Y una vez, cuando trabajaba en la compañía de
agroquímicos ICI-Zeltia (la que hoy se llama Syngenta), organizamos en Benicasim (Castellón) una gran fiesta
para distribuidores. Hubo casetas de Feria donde volví a practicar el Tiro
deportivo, nos guisaron una vaca entera (pinchada en un palo sobre una hoguera)
y una paella gigante que removían con remos para dar de comer a los más de 180
invitados a dicho evento, hubo una actuación musical de coristas (para alegría
y regocijo de los distribuidores de agroquímicos) y hubo... un espectáculo
sangriento: Tiro a la Codorniz.
Yo hubiera preferido una competición de Tiro al Plato,
pero a los valencianos de la red comercial, conocedores de los gustos de sus
clientes, lo que más les atraía era el Tiro a la Codorniz. Yo no quise
participar en esa carnicería. Vi, desde lejos, cómo algunas codornices caían
muertas incluso sin que les hubiesen alcanzado los perdigones, sólo con oír el
disparo cuando las soltaban de su jaula y emprendían el vuelo, caían fulminadas
de un infarto al escuchar la detonación del disparo. Otras, las menos
afortunadas, quedaban malheridas, revoloteando por el suelo, hasta que llegaba
el encargado de recogerlas y les tronchaba el pescuezo haciendo sonar un ruido
macabro y desagradable.
Tan desagradable espectáculo me tenía desasosegado, tanto
se me debió notar que se acercó a mí el jefe regional de Valencia, Vicente
Alandes, y me dijo si quería indultar a una pareja. “¿Salvar la vida a una de
aquellas parejas de infelices codornices? Por supuesto que sí”, le respondí. Al
poco rato me trajo una caja de cartón en la que me dejó ver por una rendija un
par de codornices, macho y hembra, para que hiciese con ellas lo que quisiese.
Soltarlas allí hubiera sido condenarlas a una muerte
segura, si no de un disparo o de un infarto, cualquiera de aquellos tiradores
las hubiera cogido y les hubiera matado para llevárselas a su casa y
comérselas. Las miré de nuevo y me conmovió aquella vida aterrada que latía
acelerada bajo las plumas, así que decidí quedármelas y llevarlas a casa como
mascotas. Pero no tenía pensado volver hasta el día siguiente, así que debían
pasar conmigo esa noche.

▸ **Requisitos de la tarea**
En el relato sobre la fiesta de Benicasim, ¿con qué removían la paella gigante?

▸ **Los datos**

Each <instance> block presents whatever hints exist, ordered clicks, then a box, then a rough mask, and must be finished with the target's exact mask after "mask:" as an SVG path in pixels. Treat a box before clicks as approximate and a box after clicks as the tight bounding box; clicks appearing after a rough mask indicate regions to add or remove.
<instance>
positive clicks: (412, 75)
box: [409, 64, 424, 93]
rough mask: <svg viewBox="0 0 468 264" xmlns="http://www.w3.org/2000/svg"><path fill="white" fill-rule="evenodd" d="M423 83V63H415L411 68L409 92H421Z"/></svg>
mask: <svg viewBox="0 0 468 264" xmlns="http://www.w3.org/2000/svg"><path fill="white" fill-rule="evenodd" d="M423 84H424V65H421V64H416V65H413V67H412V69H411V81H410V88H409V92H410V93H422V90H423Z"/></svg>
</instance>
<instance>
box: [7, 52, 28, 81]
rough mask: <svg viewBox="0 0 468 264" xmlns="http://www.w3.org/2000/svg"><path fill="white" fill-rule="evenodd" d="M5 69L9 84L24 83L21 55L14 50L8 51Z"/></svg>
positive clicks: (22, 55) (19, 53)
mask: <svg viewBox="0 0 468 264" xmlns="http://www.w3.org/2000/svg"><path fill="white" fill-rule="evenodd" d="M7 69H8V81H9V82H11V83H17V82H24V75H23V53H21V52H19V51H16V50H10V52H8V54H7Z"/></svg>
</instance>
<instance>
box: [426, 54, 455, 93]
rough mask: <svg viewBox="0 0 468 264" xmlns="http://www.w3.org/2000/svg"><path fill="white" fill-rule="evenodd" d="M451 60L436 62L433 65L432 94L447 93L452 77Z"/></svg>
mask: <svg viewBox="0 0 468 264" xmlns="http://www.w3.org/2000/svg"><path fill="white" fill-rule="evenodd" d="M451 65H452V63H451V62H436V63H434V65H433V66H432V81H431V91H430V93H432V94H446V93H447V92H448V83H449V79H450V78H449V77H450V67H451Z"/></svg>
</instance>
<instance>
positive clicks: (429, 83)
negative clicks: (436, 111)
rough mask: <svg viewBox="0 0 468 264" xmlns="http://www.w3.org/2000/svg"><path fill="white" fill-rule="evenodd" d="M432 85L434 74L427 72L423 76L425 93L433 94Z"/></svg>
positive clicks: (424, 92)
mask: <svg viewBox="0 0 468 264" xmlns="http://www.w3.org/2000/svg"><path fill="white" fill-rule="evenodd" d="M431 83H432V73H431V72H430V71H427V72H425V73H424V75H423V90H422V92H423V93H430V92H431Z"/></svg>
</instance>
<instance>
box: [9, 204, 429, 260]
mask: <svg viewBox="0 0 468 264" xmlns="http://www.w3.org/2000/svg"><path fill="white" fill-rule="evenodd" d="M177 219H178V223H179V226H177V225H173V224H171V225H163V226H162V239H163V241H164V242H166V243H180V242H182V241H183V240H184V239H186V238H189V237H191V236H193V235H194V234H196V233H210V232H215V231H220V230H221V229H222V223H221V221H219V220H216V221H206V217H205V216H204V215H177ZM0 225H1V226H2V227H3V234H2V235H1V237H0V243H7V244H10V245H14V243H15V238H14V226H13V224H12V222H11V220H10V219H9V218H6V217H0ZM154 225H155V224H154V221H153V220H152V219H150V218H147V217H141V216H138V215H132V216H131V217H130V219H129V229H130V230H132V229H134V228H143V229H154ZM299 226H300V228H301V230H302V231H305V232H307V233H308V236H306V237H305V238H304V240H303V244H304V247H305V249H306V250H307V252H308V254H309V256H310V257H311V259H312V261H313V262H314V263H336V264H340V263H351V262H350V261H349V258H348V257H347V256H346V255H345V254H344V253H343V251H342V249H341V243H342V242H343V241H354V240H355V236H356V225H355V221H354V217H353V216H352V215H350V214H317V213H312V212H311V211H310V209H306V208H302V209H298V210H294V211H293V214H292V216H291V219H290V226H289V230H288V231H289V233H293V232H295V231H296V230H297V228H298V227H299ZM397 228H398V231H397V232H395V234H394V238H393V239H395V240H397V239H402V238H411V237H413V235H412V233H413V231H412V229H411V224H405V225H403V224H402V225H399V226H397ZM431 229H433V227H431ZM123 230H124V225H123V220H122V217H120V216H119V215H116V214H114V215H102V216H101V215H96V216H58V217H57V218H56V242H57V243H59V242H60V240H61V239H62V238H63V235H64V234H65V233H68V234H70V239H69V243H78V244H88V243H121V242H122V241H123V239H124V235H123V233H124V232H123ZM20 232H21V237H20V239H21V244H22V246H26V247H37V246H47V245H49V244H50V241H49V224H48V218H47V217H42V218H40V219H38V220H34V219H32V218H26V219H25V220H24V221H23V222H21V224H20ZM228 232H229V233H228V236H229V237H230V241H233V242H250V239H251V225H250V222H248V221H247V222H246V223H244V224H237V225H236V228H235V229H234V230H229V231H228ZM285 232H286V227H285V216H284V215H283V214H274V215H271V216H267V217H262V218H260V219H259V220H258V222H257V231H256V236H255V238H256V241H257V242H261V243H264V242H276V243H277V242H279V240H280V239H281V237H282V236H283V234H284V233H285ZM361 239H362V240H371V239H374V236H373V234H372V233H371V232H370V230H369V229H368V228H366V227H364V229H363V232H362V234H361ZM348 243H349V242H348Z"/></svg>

▸ **Resultado esperado**
Con remos.